*ИСХОДНЫЙ ТЕКСТ:*
+-------+
В одну из летних лагерных смен 1977 или 78 года мама познакомилась с вожатой Лидой Ушатовой, очень продвинутой девушкой, успевшей побывать ни то в «Орленке», ни то в «Артеке», и с энтузиазмом увлекавшейся пионерской организаторской деятельностью. Лида сказала, что меня вполне можно устроить в математическую спецшколу № 33. Таким образом, давняя мечта моей мамы о том, чтобы я учился в «продвинутой» школе сбылась. Четвертый класс я закончил в школе № 1, в пятый пошел в 33-ю.
Пионерская дружина школы № 33 (она носит имя Карла Маркса, как я недавно узнал), как и сама школа, была особой. Совет дружины назывался «штабом», где в атмосфере причастности к кругу избранных, вершились некие пионерские дела, в которых важны были не столько суть и результат, сколько некий дух, который можно обозначить как артековский. В пионерском лагере я был, благодаря неплохому слуху, барабанщиком и даже, скорее всего благодаря материнской протекции, командиром отряда барабанщиков. Это же направление мне поручили и в «штабе». Взявшись поначалу за дело с энтузиазмом, вскоре я почувствовал, что от меня требуется лишь соответствие духу. Барабанщики же оказались не нужны, хотя барабаны и горны в пионерской комнате были красиво расставлены. Бессодержательная деятельность не интересовала меня, поэтому очень скоро я свел свою пионерскую активность к минимуму, а вскоре и вовсе устранился от этой «штабной» работы. Зато с точки зрения преподаваемых знаний, вкус к которым у меня уже успел к тому времени развиться, 33-я школа была настоящей находкой.
Учился я не без успехов, но 33-ю школу с благодарностью вспоминаю еще и за то, что факультативно там преподавали порой больше, чем мы обязаны были знать по учебной программе. В частности, учительница математики Елена Михайловна вела для нас после уроков самый настоящий кружок программирования (а ведь это был конец 70-х, когда о компьютерах говорили примерно с таким же пиететом, как о полетах на Марс). Большая часть нашего класса записалась с ее подачи в Новосибирскую заочную школу юного программиста: получали по почте задания, выполняли и отправляли обратно. Несмотря на то, что закончить этот курс мне так и не удалось, в 12-13 лет я довольно отчетливо представлял себе, что такое булева алгебра, процессор, ввод и вывод информации и даже знал кое-что об истории развития компьютеров. Много читал книг по физике, математике, технике. Выпускалась в то время, например, серия книг «Эврика». У меня было около десятка таких томиков, не говоря уже о всевозможных «Занимательных математиках» Я. И. Перельмана, многолетних подшивках журналов «Юный техник», «Техника молодежи», «Моделист-конструктор». Мои одноклассники и я выписывали также журнал «Квант», хотя, признаюсь, больше для проформы, чем с целью что-то оттуда почерпнуть: тексты в «Кванте» были рассчитаны на старшеклассников и студентов, а я учился в этой школе лишь в 5 и 6 классах.
+-------+
*ИСХОДНЫЕ ДАННЫЕ:*
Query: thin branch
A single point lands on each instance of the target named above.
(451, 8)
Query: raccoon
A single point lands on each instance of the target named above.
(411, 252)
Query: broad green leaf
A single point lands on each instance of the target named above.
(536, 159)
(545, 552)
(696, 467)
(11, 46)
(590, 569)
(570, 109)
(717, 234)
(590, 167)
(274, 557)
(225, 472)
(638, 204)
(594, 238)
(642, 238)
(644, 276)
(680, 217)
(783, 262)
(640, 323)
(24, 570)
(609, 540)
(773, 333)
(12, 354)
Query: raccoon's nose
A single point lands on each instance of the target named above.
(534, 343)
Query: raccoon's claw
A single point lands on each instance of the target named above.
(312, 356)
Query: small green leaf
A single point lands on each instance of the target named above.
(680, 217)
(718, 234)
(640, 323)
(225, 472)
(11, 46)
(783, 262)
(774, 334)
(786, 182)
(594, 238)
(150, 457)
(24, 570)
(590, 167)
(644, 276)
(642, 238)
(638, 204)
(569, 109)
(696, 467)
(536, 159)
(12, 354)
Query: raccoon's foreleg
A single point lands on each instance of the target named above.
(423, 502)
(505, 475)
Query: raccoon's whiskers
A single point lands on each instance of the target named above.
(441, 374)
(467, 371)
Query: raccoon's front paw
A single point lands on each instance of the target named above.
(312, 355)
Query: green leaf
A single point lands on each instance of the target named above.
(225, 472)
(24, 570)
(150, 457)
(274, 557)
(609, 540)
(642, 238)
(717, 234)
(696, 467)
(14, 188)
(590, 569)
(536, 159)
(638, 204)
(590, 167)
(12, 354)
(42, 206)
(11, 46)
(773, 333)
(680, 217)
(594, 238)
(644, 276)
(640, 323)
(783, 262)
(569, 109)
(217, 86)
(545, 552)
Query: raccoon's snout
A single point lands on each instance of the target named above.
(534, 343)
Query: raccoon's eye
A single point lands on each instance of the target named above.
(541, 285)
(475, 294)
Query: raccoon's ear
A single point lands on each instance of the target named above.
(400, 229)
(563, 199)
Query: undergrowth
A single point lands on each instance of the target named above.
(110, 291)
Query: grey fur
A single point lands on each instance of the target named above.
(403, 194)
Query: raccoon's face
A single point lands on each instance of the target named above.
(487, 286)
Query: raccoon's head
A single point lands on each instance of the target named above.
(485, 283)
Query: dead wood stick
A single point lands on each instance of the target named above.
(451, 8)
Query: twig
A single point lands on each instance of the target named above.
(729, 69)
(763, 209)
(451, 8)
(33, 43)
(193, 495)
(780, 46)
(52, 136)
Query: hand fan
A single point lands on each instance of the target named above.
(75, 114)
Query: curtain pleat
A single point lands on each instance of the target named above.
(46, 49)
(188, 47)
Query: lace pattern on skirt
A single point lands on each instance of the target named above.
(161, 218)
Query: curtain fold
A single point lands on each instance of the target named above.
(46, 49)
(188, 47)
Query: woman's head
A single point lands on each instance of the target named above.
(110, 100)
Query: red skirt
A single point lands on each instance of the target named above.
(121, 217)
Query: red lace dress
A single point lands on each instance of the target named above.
+-------+
Верните дословно отрывок из текста о школе № 33, начиная со слов «В одну из летних» и далее до слов «пошел в 33-ю.» включительно.

В одну из летних лагерных смен 1977 или 78 года мама познакомилась с вожатой Лидой Ушатовой, очень продвинутой девушкой, успевшей побывать ни то в «Орленке», ни то в «Артеке», и с энтузиазмом увлекавшейся пионерской организаторской деятельностью. Лида сказала, что меня вполне можно устроить в математическую спецшколу № 33. Таким образом, давняя мечта моей мамы о том, чтобы я учился в «продвинутой» школе сбылась. Четвертый класс я закончил в школе № 1, в пятый пошел в 33-ю.